(Beginning of DATA FOR PROCESSING)

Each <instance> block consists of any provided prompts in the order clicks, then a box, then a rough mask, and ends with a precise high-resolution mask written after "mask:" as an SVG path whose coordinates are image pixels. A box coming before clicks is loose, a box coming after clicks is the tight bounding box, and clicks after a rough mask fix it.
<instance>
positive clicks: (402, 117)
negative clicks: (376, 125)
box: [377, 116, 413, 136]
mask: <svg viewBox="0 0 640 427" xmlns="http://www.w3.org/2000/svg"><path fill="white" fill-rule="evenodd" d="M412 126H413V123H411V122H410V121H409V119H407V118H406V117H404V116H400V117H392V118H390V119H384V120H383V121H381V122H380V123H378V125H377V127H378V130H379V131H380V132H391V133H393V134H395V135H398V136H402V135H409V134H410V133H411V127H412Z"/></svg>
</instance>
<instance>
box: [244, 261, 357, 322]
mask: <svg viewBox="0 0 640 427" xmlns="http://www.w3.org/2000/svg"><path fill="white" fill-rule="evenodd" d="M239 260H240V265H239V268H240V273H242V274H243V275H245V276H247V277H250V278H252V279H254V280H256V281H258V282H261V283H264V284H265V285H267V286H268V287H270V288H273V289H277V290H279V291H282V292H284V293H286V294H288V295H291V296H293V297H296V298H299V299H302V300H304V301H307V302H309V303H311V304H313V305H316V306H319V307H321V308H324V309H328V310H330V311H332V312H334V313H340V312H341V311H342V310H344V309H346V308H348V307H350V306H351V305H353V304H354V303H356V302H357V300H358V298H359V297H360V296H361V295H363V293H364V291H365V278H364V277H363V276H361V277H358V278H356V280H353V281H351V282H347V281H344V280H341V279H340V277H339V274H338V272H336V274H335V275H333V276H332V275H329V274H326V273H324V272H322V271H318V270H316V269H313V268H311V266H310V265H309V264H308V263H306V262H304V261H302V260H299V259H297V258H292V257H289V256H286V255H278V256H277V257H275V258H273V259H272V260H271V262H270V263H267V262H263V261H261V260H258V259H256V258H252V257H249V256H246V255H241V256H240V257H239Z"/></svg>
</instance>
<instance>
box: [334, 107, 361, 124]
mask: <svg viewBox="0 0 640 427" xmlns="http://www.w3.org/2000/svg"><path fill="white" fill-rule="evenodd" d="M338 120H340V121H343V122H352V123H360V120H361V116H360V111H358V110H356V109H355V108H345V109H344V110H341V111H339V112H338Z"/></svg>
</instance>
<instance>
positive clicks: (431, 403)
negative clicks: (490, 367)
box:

(End of DATA FOR PROCESSING)

• _AIM OF THE EXERCISE_
Exact copies of all the lines above are required.

• _PROBLEM SOLUTION_
Each <instance> block consists of any provided prompts in the order clicks, then a box, then a rough mask, and ends with a precise high-resolution mask written after "mask:" as an SVG path whose coordinates are image pixels. A box coming before clicks is loose, a box coming after clicks is the tight bounding box, and clicks after a rough mask fix it.
<instance>
positive clicks: (402, 117)
negative clicks: (376, 125)
box: [377, 116, 413, 136]
mask: <svg viewBox="0 0 640 427" xmlns="http://www.w3.org/2000/svg"><path fill="white" fill-rule="evenodd" d="M412 126H413V123H411V122H410V121H409V119H407V118H406V117H404V116H400V117H392V118H390V119H384V120H383V121H381V122H380V123H378V125H377V127H378V130H379V131H380V132H391V133H393V134H395V135H398V136H402V135H409V134H410V133H411V127H412Z"/></svg>
</instance>
<instance>
box: [244, 261, 357, 322]
mask: <svg viewBox="0 0 640 427" xmlns="http://www.w3.org/2000/svg"><path fill="white" fill-rule="evenodd" d="M239 260H240V265H239V268H240V273H242V274H243V275H245V276H247V277H250V278H252V279H254V280H256V281H258V282H261V283H264V284H265V285H267V286H268V287H270V288H273V289H277V290H279V291H282V292H284V293H286V294H288V295H291V296H293V297H296V298H299V299H302V300H304V301H307V302H309V303H311V304H313V305H316V306H319V307H321V308H324V309H328V310H330V311H332V312H334V313H340V312H341V311H342V310H344V309H346V308H348V307H350V306H351V305H353V304H354V303H356V302H357V300H358V298H359V297H360V296H361V295H363V293H364V291H365V278H364V277H363V276H361V277H358V278H356V280H353V281H351V282H347V281H344V280H341V279H340V277H339V274H338V272H336V274H335V275H333V276H332V275H329V274H326V273H324V272H322V271H318V270H316V269H313V268H311V266H310V265H309V264H308V263H306V262H304V261H302V260H299V259H297V258H292V257H289V256H286V255H278V256H277V257H275V258H273V259H272V260H271V262H270V263H267V262H263V261H261V260H258V259H256V258H252V257H249V256H246V255H241V256H240V257H239Z"/></svg>
</instance>
<instance>
box: [334, 107, 361, 124]
mask: <svg viewBox="0 0 640 427" xmlns="http://www.w3.org/2000/svg"><path fill="white" fill-rule="evenodd" d="M338 120H340V121H343V122H352V123H360V120H361V116H360V111H358V110H356V109H355V108H345V109H344V110H341V111H339V112H338Z"/></svg>
</instance>
<instance>
positive clicks: (431, 403)
negative clicks: (490, 367)
box:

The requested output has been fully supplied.